== ARBEITSAUFTRAG 1 ==
Gib die Zeilen der Liste von der Zeile mit „of the thumb“ bis einschließlich der letzten Zeile der Liste als Markdown-Tabelle mit den Spalten „Nummer“ und „Listenzeile“ wieder. Leere Zeilen lässt du weg.

#### AUSGEWÄHLTER TEXT

Tag 65 - Ach, Sie haben geschlossen?

Etwas mehr als zwei Monate sind nun schon vergangen, seitdem mein bis dahin recht klares und

strukturiertes Leben über Nacht aus den Angeln kippte. Seitdem ist nicht mehr allzu viel so, wie es einmal war.

 

Der Alltag ist auseinandergebrochen, der Verdienst seit Mitte März mit Null zu beschreiben.

Ich habe Zeit gewonnen, endlose Zeit, die ich mir immer einmal wieder gewünscht habe in den vergangenen Jahren, welche manchmal gefühlt einfach an mir vorbeizogen.

Es war so, als ob ich im Schnellzug durch das Land flog, die Momentaufnahmen hinter dem Fenster,  nur eine Sekunde – nicht greifbar.

Immer dann, wenn mich ein Bild zum Verweilen einlud, war es auch schon wieder fort.

Es blieb eine Sehnsucht.

 

Sprache ist meine Passion.

Es sind Worte, die das Leben beschreiben.

Das Leben in all seinen Facetten, manchmal wild und bunt, oft aber auch nachdenklich und sehr, sehr leise. Worte als Spielbälle, welche sich oftmals einen leichtfüßigen Schlagabtausch geben.

Worte, die eine Verbindung knüpfen zwischen unterschiedlichen Menschen.

Sie sind ein nicht unerheblicher Teil dessen, womit ich mein Leben bestreite.

Sie sind nebensächliches Beiwerk und nicht wegzudenkende Grundlage in Einem.

In den letzten Tagen und Wochen allerdings finde ich mich vermehrt in Situationen wieder, welche mich sprachlos machen.

Ich reagiere – aber das ist wohl mehr ein Reflex als eine tatsächliche Antwort.

 

 

So gestern geschehen, am Freitag nach Christi Himmelfahrt, beim morgendlichen Einkauf in unserem Wohngebiets-Supermarkt: vor der Kühltheke ein undeutliches Gespräch – ein wenig verkrampft hinter zwei Mund-Nasen-Bedeckungen hervor, eine nicht mehr ganz junge Frau, Kundschaft unseres Cafés, seit vielen Jahren, in größeren Abständen, eigentlich sympathisch – ein bisschen weltfremd im Grundton.

Letzteres passt ganz gut zu mir.

########
#### DATENSÄTZE

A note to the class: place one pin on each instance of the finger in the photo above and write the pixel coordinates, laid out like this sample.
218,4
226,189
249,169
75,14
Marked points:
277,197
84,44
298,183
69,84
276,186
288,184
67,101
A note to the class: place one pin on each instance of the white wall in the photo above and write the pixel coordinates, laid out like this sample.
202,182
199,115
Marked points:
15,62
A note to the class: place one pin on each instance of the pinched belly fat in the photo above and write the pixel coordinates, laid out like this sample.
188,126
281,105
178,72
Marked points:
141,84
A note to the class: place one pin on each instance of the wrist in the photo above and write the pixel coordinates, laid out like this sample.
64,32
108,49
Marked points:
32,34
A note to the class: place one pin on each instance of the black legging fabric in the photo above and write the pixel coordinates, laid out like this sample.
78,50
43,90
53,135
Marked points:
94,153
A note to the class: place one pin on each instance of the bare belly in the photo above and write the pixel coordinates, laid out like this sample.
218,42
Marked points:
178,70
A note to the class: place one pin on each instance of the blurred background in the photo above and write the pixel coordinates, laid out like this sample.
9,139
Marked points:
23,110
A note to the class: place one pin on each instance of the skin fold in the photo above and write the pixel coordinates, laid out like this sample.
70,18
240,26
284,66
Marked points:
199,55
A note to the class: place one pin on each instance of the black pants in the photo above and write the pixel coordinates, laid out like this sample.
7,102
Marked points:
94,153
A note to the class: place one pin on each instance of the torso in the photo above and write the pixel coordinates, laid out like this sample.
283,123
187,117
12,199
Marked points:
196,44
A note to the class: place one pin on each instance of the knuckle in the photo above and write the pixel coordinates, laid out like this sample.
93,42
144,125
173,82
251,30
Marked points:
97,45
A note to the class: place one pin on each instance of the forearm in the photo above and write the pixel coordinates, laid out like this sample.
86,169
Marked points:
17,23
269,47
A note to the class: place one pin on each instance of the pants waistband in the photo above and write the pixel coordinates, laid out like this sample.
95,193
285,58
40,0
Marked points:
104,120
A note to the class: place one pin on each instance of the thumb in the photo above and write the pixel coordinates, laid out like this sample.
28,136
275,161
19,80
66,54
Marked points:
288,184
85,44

########

== ARBEITSAUFTRAG 2 ==
Stimmen diese Aussagen mit dem ausgewählten Text überein? Antworte jeweils mit Ja oder Nein und zitiere die entscheidenden Worte wörtlich.
(a) Der Verdienst liegt seit Mitte März bei null.
(b) Die Frau an der Kühltheke ist noch ganz jung.
(c) Sprache wird als Passion bezeichnet.

== VOLLSTÄNDIGE ANTWORT 1 ==
| Nummer | Listenzeile |
|---|---|
| 1 | A note to the class: place one pin on each instance of the thumb in the photo above and write the pixel coordinates, laid out like this sample. |
| 2 | 28,136 |
| 3 | 275,161 |
| 4 | 19,80 |
| 5 | 66,54 |
| 6 | Marked points: |
| 7 | 288,184 |
| 8 | 85,44 |

== VOLLSTÄNDIGE ANTWORT 2 ==
(a) Ja: „der Verdienst seit Mitte März mit Null zu beschreiben“
(b) Nein: „eine nicht mehr ganz junge Frau“
(c) Ja: „Sprache ist meine Passion.“